What is required:
Recast the items, starting with the first line and going on through the line with "MULTIPOLYGON (((209 0, 0", as a Markdown table with the columns Row and Line, numbering each line and skipping blank ones. Leave the pictures out of the answer.
* BEGIN Data extract *
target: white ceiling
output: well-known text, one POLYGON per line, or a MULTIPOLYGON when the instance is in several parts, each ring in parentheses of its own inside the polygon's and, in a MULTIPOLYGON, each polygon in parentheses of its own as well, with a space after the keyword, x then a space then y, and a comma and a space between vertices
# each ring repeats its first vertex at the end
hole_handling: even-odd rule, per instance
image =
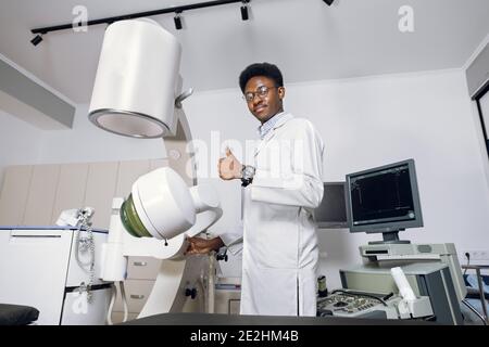
MULTIPOLYGON (((209 0, 0 0, 0 53, 76 103, 90 99, 104 25, 50 33, 34 47, 30 29, 209 0)), ((461 67, 489 33, 488 0, 252 0, 189 11, 184 30, 170 14, 153 17, 183 44, 181 75, 197 91, 236 88, 253 62, 276 63, 286 82, 461 67), (401 5, 414 9, 414 33, 398 29, 401 5)))

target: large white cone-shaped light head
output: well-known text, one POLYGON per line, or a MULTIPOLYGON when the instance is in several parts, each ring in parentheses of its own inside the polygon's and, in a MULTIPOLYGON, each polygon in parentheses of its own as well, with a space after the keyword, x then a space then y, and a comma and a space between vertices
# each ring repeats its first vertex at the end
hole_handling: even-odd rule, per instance
POLYGON ((161 138, 174 128, 181 48, 148 18, 111 24, 103 38, 89 119, 127 137, 161 138))

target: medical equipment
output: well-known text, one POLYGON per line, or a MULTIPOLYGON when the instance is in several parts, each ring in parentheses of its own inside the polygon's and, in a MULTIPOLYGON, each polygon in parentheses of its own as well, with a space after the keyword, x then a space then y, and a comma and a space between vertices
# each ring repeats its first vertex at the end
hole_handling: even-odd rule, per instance
POLYGON ((399 240, 400 230, 423 226, 414 160, 347 175, 347 187, 350 231, 381 232, 384 241, 361 246, 363 265, 340 270, 342 291, 360 296, 344 300, 337 294, 318 308, 331 314, 462 324, 466 287, 454 244, 399 240), (381 305, 362 295, 383 298, 381 305))
POLYGON ((399 231, 423 227, 413 159, 349 174, 347 216, 350 232, 383 233, 384 243, 399 240, 399 231))
POLYGON ((453 244, 376 244, 361 246, 360 250, 363 265, 340 270, 342 291, 350 297, 384 298, 385 305, 356 297, 349 301, 336 295, 319 303, 319 314, 327 311, 333 316, 419 318, 462 324, 460 303, 466 288, 459 282, 461 270, 453 244), (331 306, 336 301, 348 305, 331 306))
POLYGON ((128 256, 165 259, 139 317, 179 311, 186 294, 203 297, 206 310, 213 310, 213 259, 184 256, 186 237, 204 232, 222 209, 211 188, 196 185, 191 136, 181 108, 191 89, 181 92, 180 53, 176 38, 152 20, 111 24, 89 107, 90 121, 106 131, 139 139, 165 137, 170 167, 141 176, 126 200, 113 200, 102 249, 105 281, 124 281, 128 256))
POLYGON ((112 283, 99 279, 104 230, 92 229, 92 255, 78 247, 79 227, 0 227, 0 303, 39 310, 39 325, 105 323, 112 283), (80 260, 80 262, 77 261, 80 260))

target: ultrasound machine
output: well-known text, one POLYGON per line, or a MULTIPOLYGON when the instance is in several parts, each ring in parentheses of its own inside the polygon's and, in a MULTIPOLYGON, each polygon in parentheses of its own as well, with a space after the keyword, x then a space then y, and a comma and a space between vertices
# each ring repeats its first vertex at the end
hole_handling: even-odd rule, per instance
POLYGON ((423 227, 414 160, 349 174, 343 187, 350 232, 381 233, 383 241, 360 247, 362 265, 340 269, 342 288, 318 298, 317 314, 462 324, 466 288, 454 244, 399 239, 423 227))

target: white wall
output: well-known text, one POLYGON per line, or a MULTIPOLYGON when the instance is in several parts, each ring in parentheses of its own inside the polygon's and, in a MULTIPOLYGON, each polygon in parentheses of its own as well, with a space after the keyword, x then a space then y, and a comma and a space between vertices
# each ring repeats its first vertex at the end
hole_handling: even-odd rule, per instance
POLYGON ((166 157, 161 139, 131 139, 103 131, 88 120, 87 114, 88 105, 78 105, 72 129, 40 130, 0 113, 0 166, 166 157))
MULTIPOLYGON (((414 158, 423 207, 422 229, 400 234, 413 243, 455 243, 466 249, 489 249, 489 192, 480 151, 480 129, 467 95, 463 70, 390 75, 317 81, 287 87, 285 108, 311 119, 326 147, 325 180, 405 158, 414 158)), ((197 93, 186 102, 193 138, 243 142, 258 123, 248 113, 239 89, 197 93)), ((216 162, 210 163, 216 170, 216 162)), ((224 232, 239 218, 238 182, 213 180, 225 217, 213 231, 224 232)), ((319 231, 321 264, 330 287, 340 285, 338 269, 360 261, 358 246, 381 235, 319 231)))
POLYGON ((45 131, 41 163, 131 160, 166 157, 163 141, 121 137, 88 120, 88 105, 76 107, 73 128, 45 131))
POLYGON ((0 111, 0 187, 3 167, 38 163, 42 137, 39 129, 0 111))

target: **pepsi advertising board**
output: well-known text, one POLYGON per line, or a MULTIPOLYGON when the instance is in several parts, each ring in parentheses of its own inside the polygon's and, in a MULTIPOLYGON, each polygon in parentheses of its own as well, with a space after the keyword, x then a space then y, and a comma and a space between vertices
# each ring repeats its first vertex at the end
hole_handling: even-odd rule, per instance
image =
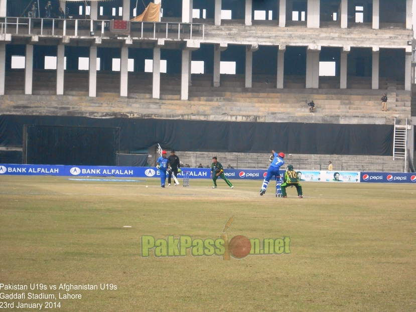
POLYGON ((416 174, 362 172, 361 182, 365 183, 416 183, 416 174))

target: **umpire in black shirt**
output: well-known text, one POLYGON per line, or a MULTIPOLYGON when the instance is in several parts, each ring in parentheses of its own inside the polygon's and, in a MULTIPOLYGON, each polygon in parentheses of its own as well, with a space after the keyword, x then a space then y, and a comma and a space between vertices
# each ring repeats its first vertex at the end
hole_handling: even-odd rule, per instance
MULTIPOLYGON (((171 155, 168 158, 169 161, 169 165, 172 170, 169 171, 169 176, 168 177, 168 186, 171 186, 171 178, 172 177, 172 172, 175 174, 175 176, 178 176, 178 169, 181 168, 179 164, 179 158, 175 154, 175 151, 171 151, 171 155)), ((176 186, 176 183, 175 184, 176 186)))

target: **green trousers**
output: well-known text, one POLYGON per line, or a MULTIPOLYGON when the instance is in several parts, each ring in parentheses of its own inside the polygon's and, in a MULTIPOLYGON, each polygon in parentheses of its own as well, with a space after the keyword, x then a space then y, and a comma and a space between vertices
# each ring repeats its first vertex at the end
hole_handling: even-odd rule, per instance
POLYGON ((227 179, 226 177, 225 177, 225 175, 224 174, 223 172, 221 173, 221 174, 218 177, 217 177, 217 175, 216 174, 212 174, 212 181, 214 181, 214 186, 217 186, 217 179, 218 178, 221 178, 222 180, 225 181, 225 183, 229 187, 231 187, 232 186, 232 184, 231 184, 231 183, 228 181, 228 179, 227 179))
POLYGON ((286 194, 286 188, 289 186, 294 186, 296 188, 296 191, 298 191, 298 196, 299 196, 300 195, 302 195, 302 187, 301 186, 299 183, 287 183, 285 182, 283 183, 280 187, 282 188, 282 196, 287 196, 287 195, 286 194))

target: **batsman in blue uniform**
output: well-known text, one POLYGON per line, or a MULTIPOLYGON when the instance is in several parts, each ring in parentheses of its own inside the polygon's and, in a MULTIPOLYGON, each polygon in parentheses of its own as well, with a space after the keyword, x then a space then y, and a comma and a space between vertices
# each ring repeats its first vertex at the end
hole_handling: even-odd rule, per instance
POLYGON ((166 182, 166 171, 169 168, 169 161, 166 158, 166 151, 162 151, 162 156, 158 159, 158 166, 156 168, 159 170, 161 174, 161 186, 165 187, 166 182))
MULTIPOLYGON (((281 152, 278 154, 274 150, 272 150, 271 153, 273 154, 273 159, 267 170, 266 177, 263 181, 263 185, 261 186, 261 189, 260 190, 260 196, 262 196, 266 193, 268 182, 271 179, 271 177, 279 176, 279 169, 285 164, 285 161, 283 160, 283 159, 285 158, 284 153, 281 152)), ((271 159, 271 157, 270 158, 271 159)))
* END Data extract *
Reply:
| Row | Line |
|---|---|
| 1 | target: white ceiling |
| 2 | output: well-known text, one POLYGON per line, or a MULTIPOLYGON when the instance is in several parts, each ring in parentheses of its own inside the polygon's and, in a MULTIPOLYGON, each polygon in parentheses of its own as well, with a space after the keyword, x then a space then y, and a comma and a space between vertices |
| 3 | # each ring repeats its first vertex at the end |
| 4 | hole_handling: even-odd rule, per instance |
| 5 | image = |
| 6 | MULTIPOLYGON (((209 0, 0 0, 0 53, 76 103, 90 99, 104 25, 50 33, 34 47, 30 29, 209 0)), ((461 67, 489 33, 488 0, 252 0, 189 11, 184 30, 170 14, 153 17, 183 44, 181 75, 197 91, 236 88, 253 62, 276 63, 286 82, 461 67), (401 5, 414 9, 414 33, 398 29, 401 5))) |